Stored data entries:
|---|

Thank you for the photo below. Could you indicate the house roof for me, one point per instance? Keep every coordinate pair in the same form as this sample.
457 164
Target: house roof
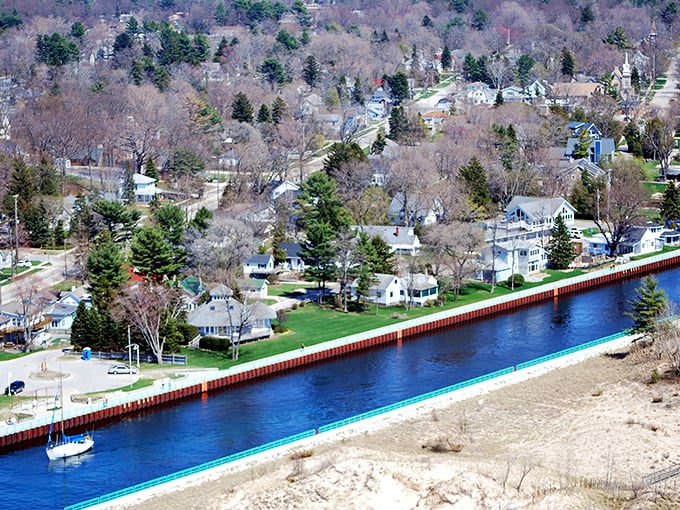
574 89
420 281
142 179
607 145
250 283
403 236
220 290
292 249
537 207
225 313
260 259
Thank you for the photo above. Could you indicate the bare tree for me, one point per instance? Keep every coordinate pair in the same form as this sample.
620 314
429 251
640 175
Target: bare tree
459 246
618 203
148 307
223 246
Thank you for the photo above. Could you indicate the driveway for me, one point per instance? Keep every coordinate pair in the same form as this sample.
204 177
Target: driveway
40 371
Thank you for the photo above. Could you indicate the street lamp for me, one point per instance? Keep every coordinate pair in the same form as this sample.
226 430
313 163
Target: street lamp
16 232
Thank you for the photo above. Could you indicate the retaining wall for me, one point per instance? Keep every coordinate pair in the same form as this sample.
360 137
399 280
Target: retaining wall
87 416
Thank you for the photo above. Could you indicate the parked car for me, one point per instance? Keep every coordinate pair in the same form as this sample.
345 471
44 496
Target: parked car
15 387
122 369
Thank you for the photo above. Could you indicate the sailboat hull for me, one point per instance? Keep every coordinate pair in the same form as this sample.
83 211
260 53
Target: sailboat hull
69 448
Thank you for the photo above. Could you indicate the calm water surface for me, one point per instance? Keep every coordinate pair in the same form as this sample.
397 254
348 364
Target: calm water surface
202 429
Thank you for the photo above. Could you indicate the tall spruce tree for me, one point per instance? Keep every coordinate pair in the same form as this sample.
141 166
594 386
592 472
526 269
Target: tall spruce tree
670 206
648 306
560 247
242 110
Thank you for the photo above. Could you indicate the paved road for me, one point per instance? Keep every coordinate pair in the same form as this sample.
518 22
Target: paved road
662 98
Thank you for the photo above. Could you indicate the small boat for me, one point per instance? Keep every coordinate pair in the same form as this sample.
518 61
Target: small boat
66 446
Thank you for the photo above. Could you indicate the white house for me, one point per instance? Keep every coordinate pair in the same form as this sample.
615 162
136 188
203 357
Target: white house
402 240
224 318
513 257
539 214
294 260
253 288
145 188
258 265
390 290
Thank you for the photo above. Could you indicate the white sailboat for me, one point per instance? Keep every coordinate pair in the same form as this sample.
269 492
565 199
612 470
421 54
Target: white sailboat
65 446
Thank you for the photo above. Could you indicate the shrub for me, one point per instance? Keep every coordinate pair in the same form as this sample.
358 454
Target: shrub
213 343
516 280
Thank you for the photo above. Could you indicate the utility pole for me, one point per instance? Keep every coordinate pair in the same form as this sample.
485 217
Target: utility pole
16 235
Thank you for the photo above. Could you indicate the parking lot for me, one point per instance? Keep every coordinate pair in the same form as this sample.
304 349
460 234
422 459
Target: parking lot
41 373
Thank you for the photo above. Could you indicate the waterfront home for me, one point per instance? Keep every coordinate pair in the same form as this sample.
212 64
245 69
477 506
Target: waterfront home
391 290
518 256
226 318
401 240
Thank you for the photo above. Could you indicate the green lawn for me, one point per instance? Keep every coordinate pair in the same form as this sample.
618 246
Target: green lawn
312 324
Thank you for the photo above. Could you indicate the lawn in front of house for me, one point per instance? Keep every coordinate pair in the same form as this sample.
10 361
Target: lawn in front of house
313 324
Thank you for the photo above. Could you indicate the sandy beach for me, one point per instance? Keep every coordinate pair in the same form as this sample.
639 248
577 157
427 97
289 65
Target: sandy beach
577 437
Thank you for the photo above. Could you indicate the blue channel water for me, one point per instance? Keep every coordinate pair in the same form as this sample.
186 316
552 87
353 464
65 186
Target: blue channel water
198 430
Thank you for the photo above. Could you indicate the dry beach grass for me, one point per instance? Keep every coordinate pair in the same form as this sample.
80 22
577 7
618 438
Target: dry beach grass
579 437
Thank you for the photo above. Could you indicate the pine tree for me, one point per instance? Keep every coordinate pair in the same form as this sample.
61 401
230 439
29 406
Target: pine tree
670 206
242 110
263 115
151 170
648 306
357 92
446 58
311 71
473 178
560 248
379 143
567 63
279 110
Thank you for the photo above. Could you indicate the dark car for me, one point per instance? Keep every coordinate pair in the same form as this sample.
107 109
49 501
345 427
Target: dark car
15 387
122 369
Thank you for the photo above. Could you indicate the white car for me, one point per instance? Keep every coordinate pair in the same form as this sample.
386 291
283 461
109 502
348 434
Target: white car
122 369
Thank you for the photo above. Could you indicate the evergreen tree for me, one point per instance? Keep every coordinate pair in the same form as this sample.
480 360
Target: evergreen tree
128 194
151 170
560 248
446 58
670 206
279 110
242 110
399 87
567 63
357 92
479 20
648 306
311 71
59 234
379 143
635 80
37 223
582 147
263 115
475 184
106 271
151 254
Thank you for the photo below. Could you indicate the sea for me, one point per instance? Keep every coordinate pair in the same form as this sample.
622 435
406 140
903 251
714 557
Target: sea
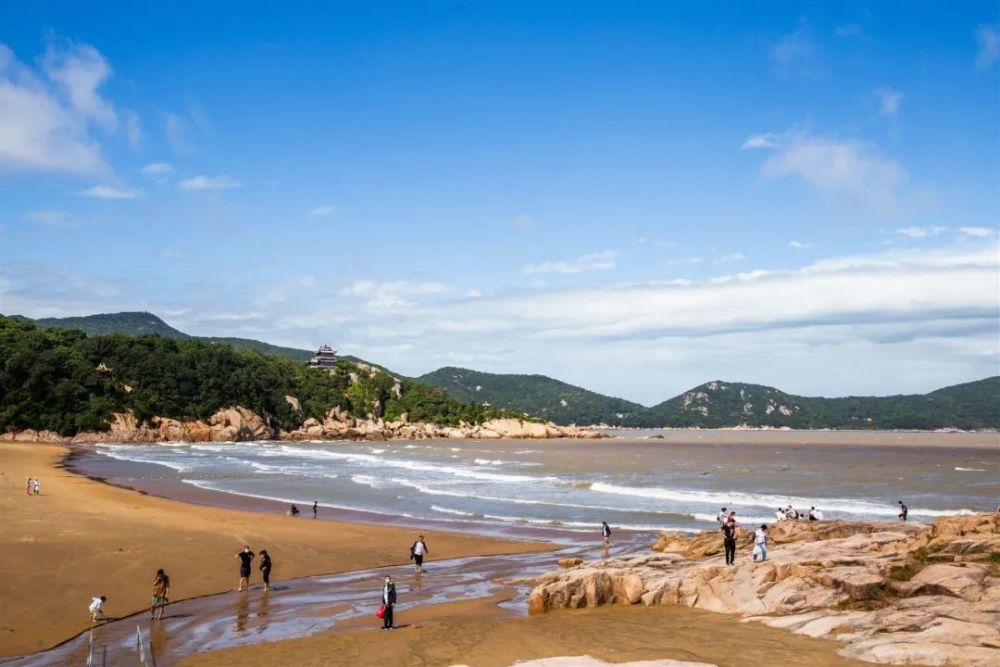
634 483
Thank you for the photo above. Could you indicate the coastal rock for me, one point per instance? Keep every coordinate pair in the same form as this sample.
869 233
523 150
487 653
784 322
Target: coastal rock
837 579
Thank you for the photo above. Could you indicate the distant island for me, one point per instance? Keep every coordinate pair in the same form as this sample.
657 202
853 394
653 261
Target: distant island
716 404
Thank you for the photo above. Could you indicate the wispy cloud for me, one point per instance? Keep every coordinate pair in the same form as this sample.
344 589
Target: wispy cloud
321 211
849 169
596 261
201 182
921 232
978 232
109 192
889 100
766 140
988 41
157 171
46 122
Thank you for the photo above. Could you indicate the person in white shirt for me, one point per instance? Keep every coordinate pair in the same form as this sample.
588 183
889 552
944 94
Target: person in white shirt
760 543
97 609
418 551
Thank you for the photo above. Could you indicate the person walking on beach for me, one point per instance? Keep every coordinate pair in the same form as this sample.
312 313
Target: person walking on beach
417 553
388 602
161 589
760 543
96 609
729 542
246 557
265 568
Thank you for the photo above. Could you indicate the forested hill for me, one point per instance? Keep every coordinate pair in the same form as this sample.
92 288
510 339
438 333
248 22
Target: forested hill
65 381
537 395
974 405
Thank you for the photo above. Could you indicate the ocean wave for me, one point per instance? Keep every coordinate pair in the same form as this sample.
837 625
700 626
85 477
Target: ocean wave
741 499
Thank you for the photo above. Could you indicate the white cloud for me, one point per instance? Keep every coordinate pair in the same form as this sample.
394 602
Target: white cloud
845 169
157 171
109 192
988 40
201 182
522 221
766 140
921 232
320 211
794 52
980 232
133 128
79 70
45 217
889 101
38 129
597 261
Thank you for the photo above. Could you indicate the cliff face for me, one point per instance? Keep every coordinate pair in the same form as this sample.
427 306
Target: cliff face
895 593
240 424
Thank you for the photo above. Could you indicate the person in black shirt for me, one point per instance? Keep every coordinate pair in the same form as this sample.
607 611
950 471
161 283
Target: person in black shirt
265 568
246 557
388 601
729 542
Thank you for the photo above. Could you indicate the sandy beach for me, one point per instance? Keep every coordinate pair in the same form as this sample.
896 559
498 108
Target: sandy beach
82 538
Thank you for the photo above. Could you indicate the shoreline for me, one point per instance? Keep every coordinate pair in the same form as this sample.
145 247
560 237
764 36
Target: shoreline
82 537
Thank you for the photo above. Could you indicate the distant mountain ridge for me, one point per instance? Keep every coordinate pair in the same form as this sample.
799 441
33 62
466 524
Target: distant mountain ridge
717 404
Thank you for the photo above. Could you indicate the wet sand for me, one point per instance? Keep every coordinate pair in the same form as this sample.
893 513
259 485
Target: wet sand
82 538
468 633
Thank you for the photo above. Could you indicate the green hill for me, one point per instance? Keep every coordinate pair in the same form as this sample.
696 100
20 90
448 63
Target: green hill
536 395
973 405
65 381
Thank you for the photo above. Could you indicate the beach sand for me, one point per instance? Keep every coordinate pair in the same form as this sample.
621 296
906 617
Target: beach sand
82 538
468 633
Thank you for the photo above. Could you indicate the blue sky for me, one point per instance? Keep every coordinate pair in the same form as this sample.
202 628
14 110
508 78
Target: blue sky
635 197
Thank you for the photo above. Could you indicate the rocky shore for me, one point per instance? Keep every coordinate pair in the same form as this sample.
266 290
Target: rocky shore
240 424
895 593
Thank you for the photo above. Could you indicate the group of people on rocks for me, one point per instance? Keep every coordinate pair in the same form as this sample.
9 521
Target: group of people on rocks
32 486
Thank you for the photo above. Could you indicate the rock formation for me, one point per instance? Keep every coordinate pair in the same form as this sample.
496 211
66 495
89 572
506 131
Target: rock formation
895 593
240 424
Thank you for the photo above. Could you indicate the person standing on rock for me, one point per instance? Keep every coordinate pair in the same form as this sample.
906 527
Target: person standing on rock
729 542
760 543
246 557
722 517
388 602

|---|

## HOW TO COMPLETE THIS TASK
Repeat the entries above verbatim, but only from the line that has "Target: street lamp" down to the line that has "Thank you for the photo above. Could you indicate the parked", inclusive.

## EXERCISE ANSWER
Target: street lamp
16 232
Thank you for the photo above. Could you indicate the retaining wall for me, one point per instance? Keep every coordinate pair in the same form as this sample.
360 137
399 280
Target: retaining wall
87 416
Thank you for the photo above. Could you indicate the parked car for me, one point per instance? Keep every coordinate pair in the same form as this sample.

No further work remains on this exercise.